== Exercise directions ==
Starting from the line containing "Mark the innermost point of each instance of the eyeglass", write out every remaining line exactly, the last one included.

### Data for processing

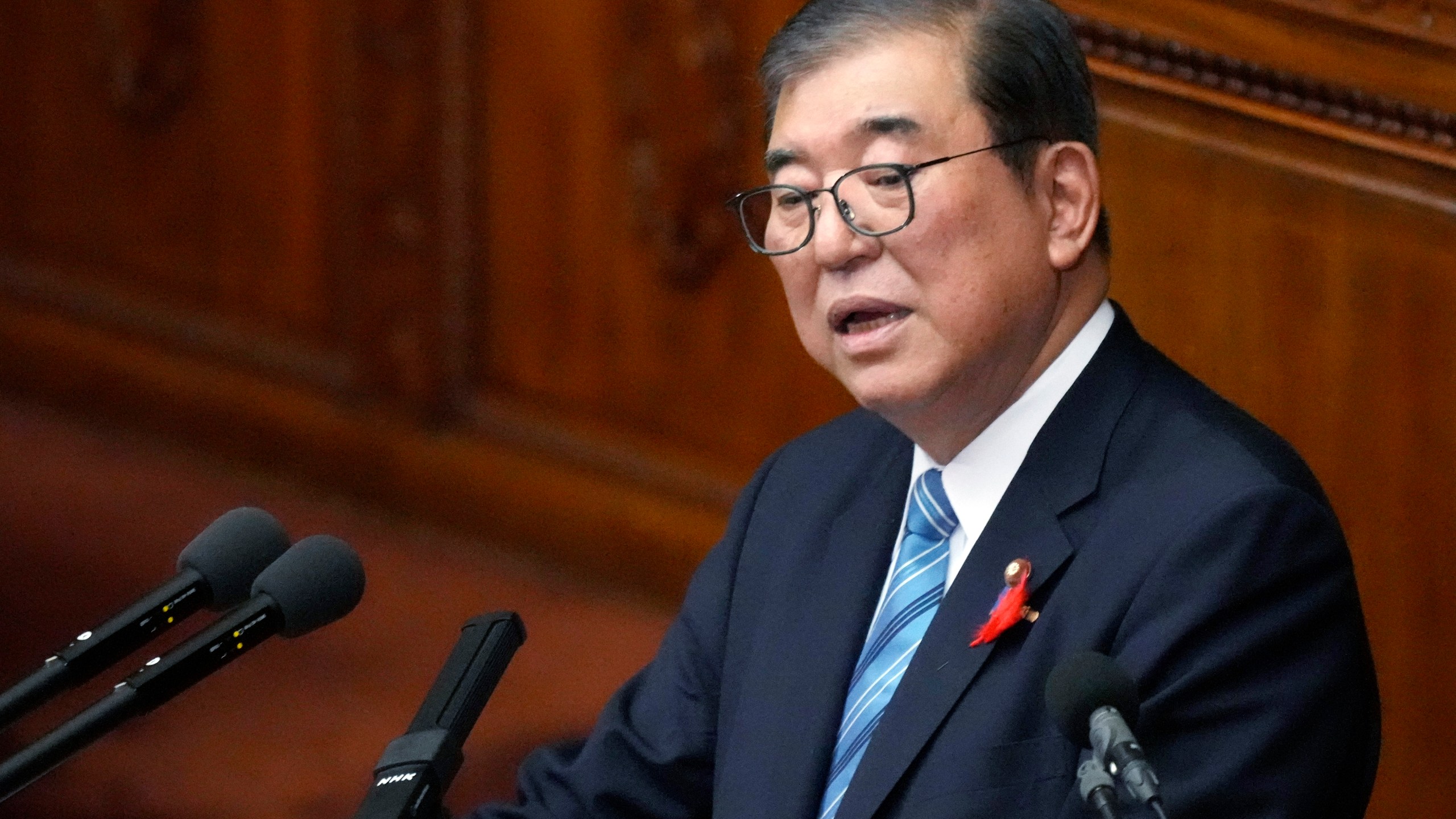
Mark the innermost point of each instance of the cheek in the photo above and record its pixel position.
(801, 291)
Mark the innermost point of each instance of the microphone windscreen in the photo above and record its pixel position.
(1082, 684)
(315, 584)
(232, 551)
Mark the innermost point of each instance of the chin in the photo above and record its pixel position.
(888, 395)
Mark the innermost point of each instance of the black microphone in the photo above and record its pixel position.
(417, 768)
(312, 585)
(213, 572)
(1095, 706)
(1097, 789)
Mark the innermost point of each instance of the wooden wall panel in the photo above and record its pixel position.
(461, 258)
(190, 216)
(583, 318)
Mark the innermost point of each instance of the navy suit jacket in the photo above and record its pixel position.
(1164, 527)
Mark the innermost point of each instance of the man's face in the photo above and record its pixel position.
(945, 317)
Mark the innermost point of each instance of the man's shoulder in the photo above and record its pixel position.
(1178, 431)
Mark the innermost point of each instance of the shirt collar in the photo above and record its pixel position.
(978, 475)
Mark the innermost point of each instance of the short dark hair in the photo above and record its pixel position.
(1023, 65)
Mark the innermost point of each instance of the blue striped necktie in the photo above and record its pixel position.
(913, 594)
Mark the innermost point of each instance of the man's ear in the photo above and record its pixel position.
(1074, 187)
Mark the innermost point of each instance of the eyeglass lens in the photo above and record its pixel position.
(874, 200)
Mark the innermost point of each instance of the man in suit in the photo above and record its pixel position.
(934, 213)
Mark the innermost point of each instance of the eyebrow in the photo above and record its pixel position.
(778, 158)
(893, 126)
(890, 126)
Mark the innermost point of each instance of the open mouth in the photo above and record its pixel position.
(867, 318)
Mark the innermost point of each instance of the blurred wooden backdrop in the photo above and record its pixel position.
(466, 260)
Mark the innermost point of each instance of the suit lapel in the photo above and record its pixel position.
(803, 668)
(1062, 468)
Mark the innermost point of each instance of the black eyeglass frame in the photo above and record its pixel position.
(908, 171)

######

== Result of the task ==
Mark the innermost point of each instance of the eyeglass lens in the photo above and record its pixel position.
(874, 200)
Mark the innermost point of each instance of the man in suit in the photo above and record its pixel position.
(934, 213)
Mark the innermost point of each instance of the eyebrow in the photo above and record its pixel position.
(778, 158)
(893, 126)
(890, 126)
Mark the innermost point of each instance of the open mouth in the photo above and record its pixel position.
(867, 318)
Mark the innermost point of each instance of the blurred wooden backdrop in the photo above and record its pixel position.
(466, 260)
Mark the innermost point of each instance of the suit lapel in the photo above and record its pixel position.
(803, 668)
(1062, 468)
Mark the innermost point of each instance of the black eyeglass frame in the photo above and record its pixel position.
(908, 171)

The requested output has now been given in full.